# Task goal
Render the stretch of the listing from its start through the line containing "[12,148,469,514]" as a two-column CSV with columns request and response, one row per request, each value in a single quoted field with line breaks replaced by spaces. Leave the pictures out of the output.

***** Input material *****

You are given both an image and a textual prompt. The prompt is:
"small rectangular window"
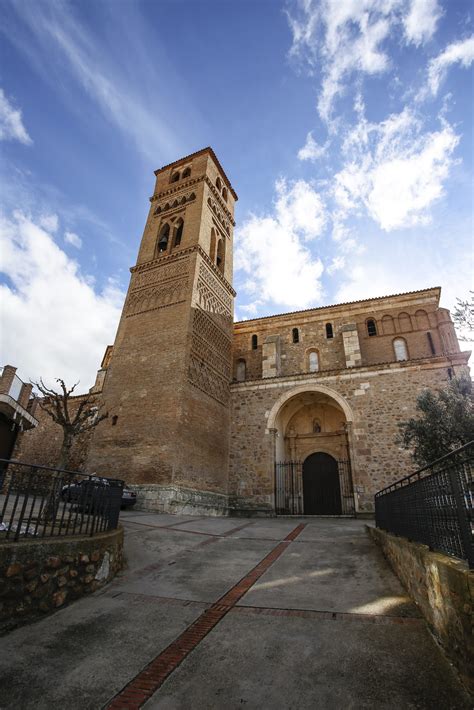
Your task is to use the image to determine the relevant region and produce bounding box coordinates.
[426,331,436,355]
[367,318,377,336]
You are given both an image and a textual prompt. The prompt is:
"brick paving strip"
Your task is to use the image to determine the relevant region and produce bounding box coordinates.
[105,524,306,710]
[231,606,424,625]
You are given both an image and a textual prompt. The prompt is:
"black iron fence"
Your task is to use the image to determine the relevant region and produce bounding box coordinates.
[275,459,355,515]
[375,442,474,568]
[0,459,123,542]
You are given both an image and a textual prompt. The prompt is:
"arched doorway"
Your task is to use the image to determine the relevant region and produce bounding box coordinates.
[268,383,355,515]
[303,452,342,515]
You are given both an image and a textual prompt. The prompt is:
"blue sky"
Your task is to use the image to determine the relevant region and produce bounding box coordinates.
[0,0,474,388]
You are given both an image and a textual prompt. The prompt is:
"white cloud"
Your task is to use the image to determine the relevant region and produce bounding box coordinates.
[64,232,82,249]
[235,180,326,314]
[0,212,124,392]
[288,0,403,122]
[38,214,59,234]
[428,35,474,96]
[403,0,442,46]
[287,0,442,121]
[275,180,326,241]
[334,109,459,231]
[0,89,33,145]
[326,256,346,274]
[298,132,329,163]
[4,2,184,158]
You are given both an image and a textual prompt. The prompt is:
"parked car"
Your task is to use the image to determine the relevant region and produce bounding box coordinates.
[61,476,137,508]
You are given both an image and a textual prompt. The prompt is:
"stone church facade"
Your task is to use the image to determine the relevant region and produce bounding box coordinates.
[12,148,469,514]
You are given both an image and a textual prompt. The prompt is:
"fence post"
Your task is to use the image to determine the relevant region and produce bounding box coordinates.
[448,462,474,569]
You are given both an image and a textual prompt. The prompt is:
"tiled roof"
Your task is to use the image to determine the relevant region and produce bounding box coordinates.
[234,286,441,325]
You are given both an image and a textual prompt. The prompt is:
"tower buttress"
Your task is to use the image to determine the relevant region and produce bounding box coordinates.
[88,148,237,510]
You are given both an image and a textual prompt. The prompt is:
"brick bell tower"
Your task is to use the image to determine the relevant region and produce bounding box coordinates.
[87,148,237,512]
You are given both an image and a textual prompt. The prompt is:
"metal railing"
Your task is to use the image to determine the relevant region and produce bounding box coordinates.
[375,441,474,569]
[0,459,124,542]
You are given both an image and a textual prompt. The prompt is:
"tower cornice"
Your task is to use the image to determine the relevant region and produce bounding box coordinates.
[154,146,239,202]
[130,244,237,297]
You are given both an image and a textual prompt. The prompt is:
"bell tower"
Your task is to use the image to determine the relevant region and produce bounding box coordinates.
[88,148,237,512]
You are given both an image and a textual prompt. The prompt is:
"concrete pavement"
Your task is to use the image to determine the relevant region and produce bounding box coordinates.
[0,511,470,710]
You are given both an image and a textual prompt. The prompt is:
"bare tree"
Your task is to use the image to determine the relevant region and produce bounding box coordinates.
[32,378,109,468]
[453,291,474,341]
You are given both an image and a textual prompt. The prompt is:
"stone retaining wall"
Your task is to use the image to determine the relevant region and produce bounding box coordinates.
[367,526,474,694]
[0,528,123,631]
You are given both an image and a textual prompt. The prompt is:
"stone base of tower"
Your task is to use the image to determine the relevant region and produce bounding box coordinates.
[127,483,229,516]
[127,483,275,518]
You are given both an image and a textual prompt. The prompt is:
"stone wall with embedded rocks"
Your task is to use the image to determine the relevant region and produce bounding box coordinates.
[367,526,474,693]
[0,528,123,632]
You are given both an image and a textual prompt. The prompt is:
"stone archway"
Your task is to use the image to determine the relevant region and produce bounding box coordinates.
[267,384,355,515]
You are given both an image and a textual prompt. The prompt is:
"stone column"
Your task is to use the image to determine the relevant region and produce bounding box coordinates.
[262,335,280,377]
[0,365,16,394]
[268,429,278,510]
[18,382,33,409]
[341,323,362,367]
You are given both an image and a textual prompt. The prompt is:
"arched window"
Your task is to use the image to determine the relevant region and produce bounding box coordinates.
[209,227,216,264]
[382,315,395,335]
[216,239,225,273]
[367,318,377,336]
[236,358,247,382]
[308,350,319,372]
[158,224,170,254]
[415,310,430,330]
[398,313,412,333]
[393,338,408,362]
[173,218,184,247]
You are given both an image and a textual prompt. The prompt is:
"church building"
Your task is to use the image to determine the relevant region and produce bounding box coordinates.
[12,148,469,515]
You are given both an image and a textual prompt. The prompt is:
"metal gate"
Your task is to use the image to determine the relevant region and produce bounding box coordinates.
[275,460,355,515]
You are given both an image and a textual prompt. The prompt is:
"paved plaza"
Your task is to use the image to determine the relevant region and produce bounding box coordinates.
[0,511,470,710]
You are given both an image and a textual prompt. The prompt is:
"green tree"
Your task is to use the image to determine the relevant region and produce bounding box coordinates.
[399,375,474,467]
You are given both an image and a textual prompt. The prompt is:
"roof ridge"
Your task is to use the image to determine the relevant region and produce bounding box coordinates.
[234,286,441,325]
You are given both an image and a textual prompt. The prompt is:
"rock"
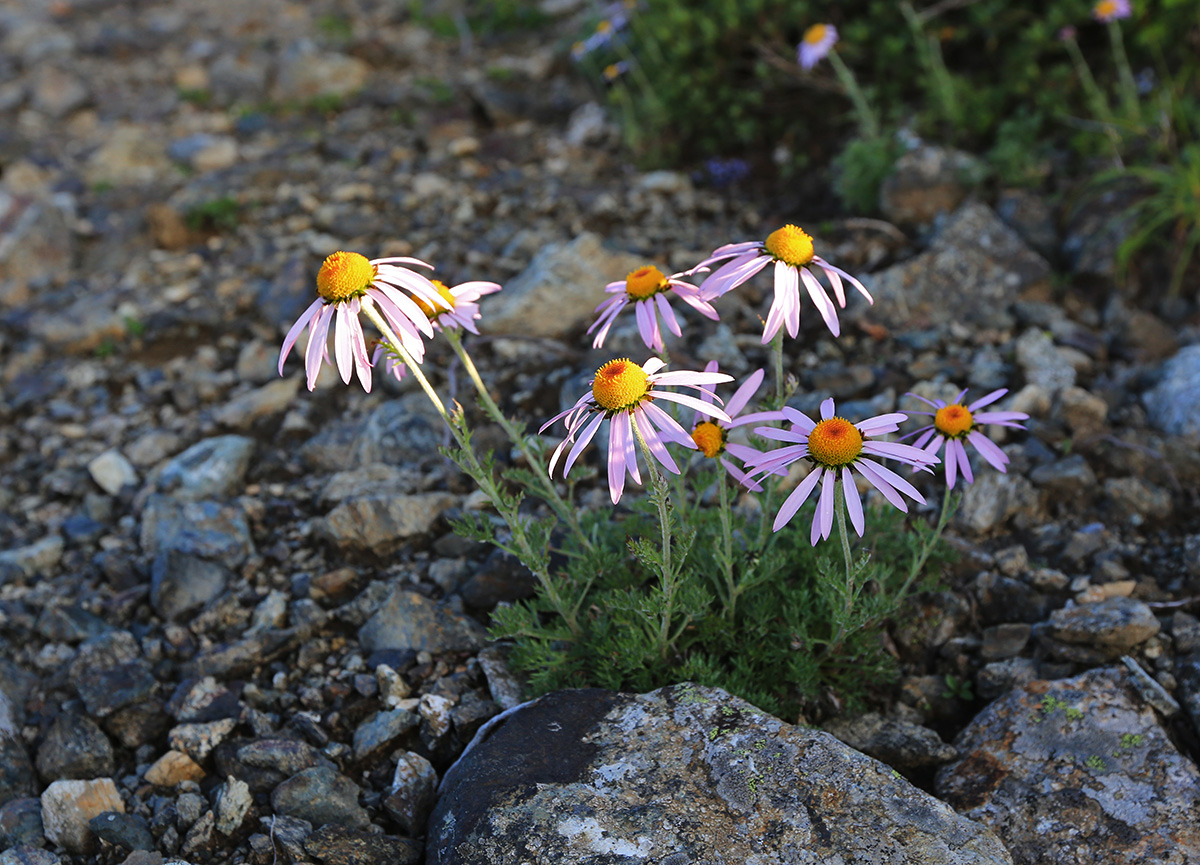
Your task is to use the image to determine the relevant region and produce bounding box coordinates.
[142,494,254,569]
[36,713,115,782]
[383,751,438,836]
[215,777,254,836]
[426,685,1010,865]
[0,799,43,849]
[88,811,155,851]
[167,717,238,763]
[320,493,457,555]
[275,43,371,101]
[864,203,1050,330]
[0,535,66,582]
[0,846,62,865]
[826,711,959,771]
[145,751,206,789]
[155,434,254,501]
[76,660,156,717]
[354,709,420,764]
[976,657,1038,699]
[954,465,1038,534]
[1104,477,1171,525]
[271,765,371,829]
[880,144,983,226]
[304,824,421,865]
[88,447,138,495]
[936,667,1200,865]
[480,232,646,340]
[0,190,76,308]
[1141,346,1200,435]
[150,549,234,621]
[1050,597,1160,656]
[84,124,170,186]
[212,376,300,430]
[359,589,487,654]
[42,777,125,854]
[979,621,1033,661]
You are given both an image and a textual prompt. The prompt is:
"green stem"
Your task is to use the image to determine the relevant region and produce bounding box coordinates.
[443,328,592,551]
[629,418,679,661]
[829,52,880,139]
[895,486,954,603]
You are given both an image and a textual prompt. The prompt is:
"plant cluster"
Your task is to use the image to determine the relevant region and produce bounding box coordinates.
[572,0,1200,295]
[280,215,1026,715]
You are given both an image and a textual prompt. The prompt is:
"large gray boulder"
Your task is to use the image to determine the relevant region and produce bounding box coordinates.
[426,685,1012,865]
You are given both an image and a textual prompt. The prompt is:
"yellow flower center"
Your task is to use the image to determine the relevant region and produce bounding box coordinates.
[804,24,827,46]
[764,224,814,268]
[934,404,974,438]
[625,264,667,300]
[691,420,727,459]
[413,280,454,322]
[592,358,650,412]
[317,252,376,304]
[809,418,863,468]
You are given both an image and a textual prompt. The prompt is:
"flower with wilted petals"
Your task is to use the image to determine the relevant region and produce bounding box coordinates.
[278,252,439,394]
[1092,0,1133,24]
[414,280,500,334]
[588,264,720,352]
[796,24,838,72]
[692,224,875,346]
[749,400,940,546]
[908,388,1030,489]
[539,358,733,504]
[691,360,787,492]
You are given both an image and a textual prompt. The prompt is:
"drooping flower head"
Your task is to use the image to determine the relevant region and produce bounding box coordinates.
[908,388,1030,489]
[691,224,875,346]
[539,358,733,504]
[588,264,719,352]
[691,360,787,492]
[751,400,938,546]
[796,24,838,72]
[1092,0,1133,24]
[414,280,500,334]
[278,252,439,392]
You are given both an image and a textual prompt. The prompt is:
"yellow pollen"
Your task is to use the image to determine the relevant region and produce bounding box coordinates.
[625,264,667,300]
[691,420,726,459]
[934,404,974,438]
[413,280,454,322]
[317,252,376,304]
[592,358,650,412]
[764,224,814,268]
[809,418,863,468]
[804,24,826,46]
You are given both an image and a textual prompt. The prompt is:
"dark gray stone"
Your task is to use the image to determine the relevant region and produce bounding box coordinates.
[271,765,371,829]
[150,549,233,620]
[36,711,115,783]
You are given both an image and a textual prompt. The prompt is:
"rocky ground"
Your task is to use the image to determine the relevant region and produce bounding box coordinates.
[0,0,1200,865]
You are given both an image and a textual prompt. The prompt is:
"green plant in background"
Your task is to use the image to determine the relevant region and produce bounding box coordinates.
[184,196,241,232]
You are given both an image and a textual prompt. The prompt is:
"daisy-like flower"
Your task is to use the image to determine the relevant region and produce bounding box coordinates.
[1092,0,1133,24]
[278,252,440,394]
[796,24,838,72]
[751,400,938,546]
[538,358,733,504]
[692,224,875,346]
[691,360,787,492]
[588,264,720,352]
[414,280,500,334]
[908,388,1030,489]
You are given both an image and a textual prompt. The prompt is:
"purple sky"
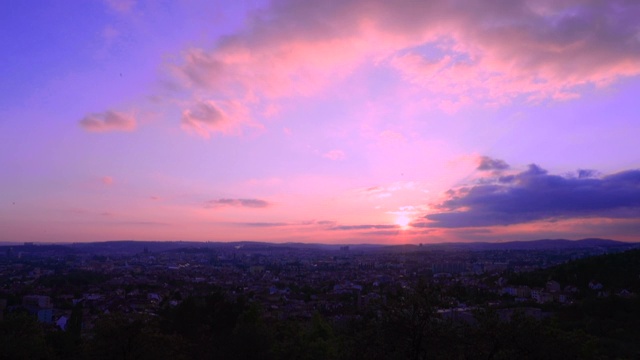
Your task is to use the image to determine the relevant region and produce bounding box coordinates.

*****

# Answer to the exercise
request,response
"You are given both an image and a textual prompt. The prompt is: ""small rectangular window"" Your task is to use the image to determine the relevant region and produce bounding box coordinates.","[426,331,436,355] [367,318,377,336]"
"You are given both an image and a textual prompt. The prompt is: ""brick paving strip"" Your task is to use the image to determine the relevant region and produce bounding box coordinates.","[105,524,306,710] [231,606,424,625]"
"You are given both an image and a textual prompt. The prompt is: ""black iron fence"" Your task is to use the image to determine the relevant region and produce bounding box coordinates.","[275,459,355,515] [375,442,474,568] [0,459,123,542]"
"You are given both an image and a textual prompt. The prompt is: ""arched doorway"" Your task is to use the image to determine the relevant region and produce bounding box coordinates.","[268,383,355,515] [303,452,342,515]"
"You are given both an image and a textual prompt. The prompt is: ""blue sky"" Your task is to use the image to determine the relevant region and produce bounding box coordinates.","[0,0,474,388]"
"You are given both an image and a textual prompt. The prompt is: ""white cloud"" Your task is to use the image to determine the relevant region and produce bounding box coordinates.","[64,232,82,249] [235,180,326,314] [0,212,124,392] [288,0,403,122] [38,214,59,234] [428,35,474,96] [403,0,442,46] [287,0,442,121] [275,180,326,241] [334,109,459,231] [0,89,33,145] [326,256,346,274] [298,132,329,163] [4,2,184,158]"
"You are given both an image and a textual prompt. The prompt is: ""parked car"" Your task is to use the image to determine the relevant region and produce bounding box coordinates.","[61,476,137,508]"
"You are given both an image and a textual prompt. The prompt is: ""stone church facade"" Your task is to use the image to determine the relevant region and produce bounding box coordinates.","[12,148,469,514]"